## Activity:
From the first record below to the last, retype each one exactly.

## Data for analysis:

┌────────

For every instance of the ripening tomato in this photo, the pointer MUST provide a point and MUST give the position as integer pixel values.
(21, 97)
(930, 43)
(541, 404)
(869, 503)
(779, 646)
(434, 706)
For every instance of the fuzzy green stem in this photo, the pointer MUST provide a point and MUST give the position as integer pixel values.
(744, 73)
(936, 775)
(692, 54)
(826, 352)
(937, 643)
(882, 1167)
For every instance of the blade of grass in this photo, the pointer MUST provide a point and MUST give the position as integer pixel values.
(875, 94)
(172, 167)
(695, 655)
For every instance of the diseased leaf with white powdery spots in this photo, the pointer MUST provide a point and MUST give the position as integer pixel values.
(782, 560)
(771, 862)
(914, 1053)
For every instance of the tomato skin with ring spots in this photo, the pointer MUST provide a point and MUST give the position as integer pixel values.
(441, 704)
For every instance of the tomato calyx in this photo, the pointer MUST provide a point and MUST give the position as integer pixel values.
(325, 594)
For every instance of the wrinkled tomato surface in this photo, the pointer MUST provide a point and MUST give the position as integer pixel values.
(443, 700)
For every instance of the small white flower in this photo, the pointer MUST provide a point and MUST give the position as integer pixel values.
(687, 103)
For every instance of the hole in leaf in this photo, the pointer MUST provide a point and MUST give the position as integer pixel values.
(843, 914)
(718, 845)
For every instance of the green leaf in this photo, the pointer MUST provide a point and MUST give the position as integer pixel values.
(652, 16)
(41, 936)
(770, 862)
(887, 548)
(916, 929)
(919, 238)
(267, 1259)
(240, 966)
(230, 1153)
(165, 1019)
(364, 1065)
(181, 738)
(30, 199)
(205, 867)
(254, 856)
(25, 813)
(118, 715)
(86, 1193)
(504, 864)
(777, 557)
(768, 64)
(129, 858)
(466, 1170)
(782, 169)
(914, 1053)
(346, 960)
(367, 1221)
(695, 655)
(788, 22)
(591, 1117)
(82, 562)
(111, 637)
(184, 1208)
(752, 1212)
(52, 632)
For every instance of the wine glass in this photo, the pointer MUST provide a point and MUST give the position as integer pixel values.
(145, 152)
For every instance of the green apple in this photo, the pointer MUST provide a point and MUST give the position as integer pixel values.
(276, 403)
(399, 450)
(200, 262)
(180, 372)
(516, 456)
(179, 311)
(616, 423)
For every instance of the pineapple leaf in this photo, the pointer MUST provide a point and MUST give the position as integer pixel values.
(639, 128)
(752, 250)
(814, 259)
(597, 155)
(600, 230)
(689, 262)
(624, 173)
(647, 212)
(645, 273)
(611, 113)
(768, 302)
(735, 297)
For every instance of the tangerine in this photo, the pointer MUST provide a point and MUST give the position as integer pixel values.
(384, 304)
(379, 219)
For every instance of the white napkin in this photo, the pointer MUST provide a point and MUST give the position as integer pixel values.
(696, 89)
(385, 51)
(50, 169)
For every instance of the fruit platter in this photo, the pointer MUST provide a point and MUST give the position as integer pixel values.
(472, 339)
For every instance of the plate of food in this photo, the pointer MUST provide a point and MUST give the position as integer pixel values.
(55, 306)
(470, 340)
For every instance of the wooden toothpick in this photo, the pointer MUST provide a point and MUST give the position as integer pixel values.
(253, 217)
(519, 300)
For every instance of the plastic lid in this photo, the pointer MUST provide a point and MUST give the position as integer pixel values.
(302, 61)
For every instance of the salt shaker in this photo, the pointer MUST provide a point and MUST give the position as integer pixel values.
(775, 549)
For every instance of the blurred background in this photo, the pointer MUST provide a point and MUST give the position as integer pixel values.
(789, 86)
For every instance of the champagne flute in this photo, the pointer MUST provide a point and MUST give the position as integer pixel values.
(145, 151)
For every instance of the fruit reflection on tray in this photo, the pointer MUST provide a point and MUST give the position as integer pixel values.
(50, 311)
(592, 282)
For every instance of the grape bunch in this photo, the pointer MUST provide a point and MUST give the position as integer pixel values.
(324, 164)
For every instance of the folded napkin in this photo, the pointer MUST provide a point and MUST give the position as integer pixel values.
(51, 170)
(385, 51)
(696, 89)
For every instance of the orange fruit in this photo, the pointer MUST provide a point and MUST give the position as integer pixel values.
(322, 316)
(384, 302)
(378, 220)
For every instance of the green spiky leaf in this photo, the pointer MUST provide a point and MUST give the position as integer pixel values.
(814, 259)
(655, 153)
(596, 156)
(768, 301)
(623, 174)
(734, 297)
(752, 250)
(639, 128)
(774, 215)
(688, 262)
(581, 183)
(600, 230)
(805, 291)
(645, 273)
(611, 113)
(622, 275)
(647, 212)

└────────

## Result of this exercise:
For every instance of the ripening tomato in this photo, the pointer MUST provide a point and MUST give the position as integer pixel values.
(21, 97)
(930, 43)
(541, 404)
(869, 503)
(779, 646)
(434, 706)
For every instance of the fuzzy green stem in this photo, the pointer MUST provide a point and MUST give the position as integer pixel values.
(744, 73)
(936, 775)
(692, 54)
(826, 352)
(937, 643)
(882, 1167)
For every instance of the blade of grass in this photo, the pointer MUST provide a point and MUST give the position as integer pixel values.
(875, 94)
(172, 167)
(695, 655)
For every instance of the diseased leaf with white powdery spots in this photo, the pointer MUST provide a point and MUST give the position as integer pixel values.
(782, 560)
(771, 862)
(914, 1053)
For every instance of the tomato skin with ring spots in this photo, the pointer MUST provide a point and MUST give the position as integer pixel values.
(441, 704)
For every instance of the tomato calyx in this photo, the pointer MUST provide a point and MUST give the position as integer pixel values.
(325, 594)
For every instance of the wrinkled tomato surface in this photo, the pointer MUST provide a point and MUST give the position as integer pixel values.
(443, 700)
For every instance of the small white flower in this photo, the pointer MUST provide a point and MUST give the position as integer pixel values.
(687, 103)
For every instance of the hole in leaf in this photo, the pointer MUST provide a point and MUST give the position as integer pixel values.
(843, 914)
(718, 845)
For every instance of the green leaf in this photo, the pointer MUST provide a point and MUST give the position as integer pixel values.
(652, 16)
(41, 936)
(770, 862)
(887, 548)
(916, 929)
(919, 238)
(267, 1259)
(240, 966)
(230, 1153)
(165, 1019)
(364, 1065)
(181, 738)
(30, 199)
(205, 867)
(254, 856)
(25, 813)
(118, 715)
(86, 1193)
(504, 864)
(777, 557)
(768, 64)
(129, 858)
(466, 1170)
(782, 169)
(914, 1053)
(346, 960)
(367, 1221)
(695, 655)
(788, 22)
(591, 1117)
(82, 562)
(111, 637)
(184, 1208)
(752, 1212)
(52, 632)
For every instance of the wine glass in this photo, the pointer MUST provide a point and MUST give the position as integer pixel values.
(145, 152)
For every instance of the green apple in this photo, the pointer MUST provide a point and MUST give the position as integer pixel values.
(276, 403)
(399, 450)
(200, 262)
(180, 372)
(516, 456)
(179, 311)
(616, 423)
For every instance of the pineapple leaf in this photo, the pointer MUST provide a point and MUST give the position as integer pixel values.
(639, 128)
(752, 250)
(814, 259)
(597, 155)
(600, 230)
(689, 262)
(624, 173)
(647, 212)
(645, 273)
(611, 113)
(768, 302)
(735, 297)
For every instance of the tangerine in this photo, the pointer MUST provide a point and MUST give the position as integer pixel values.
(384, 304)
(379, 219)
For every instance of the white napkin in this photo, the pointer MUST provide a point and MUST give the position as integer pixel values.
(696, 89)
(385, 51)
(50, 169)
For every instance of the fruit platter in this photo, the pointer MUST provide a point and MUST give the position as integer pixel values.
(472, 339)
For every instance of the plate of food in this photo, the pointer MUST provide a point and MUST give the position as integer pixel values.
(55, 306)
(470, 340)
For every instance of the wooden toothpick in this photo, the pointer MUST provide a point and MUST give the position as integer pixel values.
(253, 217)
(519, 300)
For every instance of the plastic lid in this photo, the pointer MUST provide a point and MUST give the position as integer pixel values.
(302, 61)
For every instance of the salt shaker in this photo, the pointer MUST provide a point and MUST give the position as integer pixel values.
(775, 549)
For every instance of the blurred background in this photo, the pointer MUST provide a point and MUST give the position as integer pixel values.
(789, 86)
For every instance of the champagne flute in this photo, the pointer MUST provide a point and MUST give the position as integer pixel values.
(145, 151)
For every instance of the fruit reflection on tray in this photo, the pointer MUST provide a point and MUST give the position as integer pixel values.
(50, 311)
(592, 282)
For every instance of the grape bunch in this photo, the pointer MUST provide a point and MUST give the position as integer pixel values.
(324, 164)
For every instance of the folded napkin in this photo, the pointer MUST provide a point and MUST give the position as integer pixel values.
(51, 170)
(385, 51)
(696, 89)
For every instance of the orange fruit in this photo, the pointer MUST provide a point and MUST give the position as integer pixel values.
(322, 316)
(384, 302)
(378, 220)
For every instance of the green spiky leaf in this photo, the pointer MUST provide a point and MUST give the position as integer pixel values.
(814, 259)
(655, 153)
(596, 156)
(768, 301)
(623, 174)
(734, 297)
(752, 250)
(639, 128)
(774, 215)
(688, 262)
(581, 183)
(600, 230)
(805, 291)
(645, 273)
(611, 113)
(622, 275)
(647, 212)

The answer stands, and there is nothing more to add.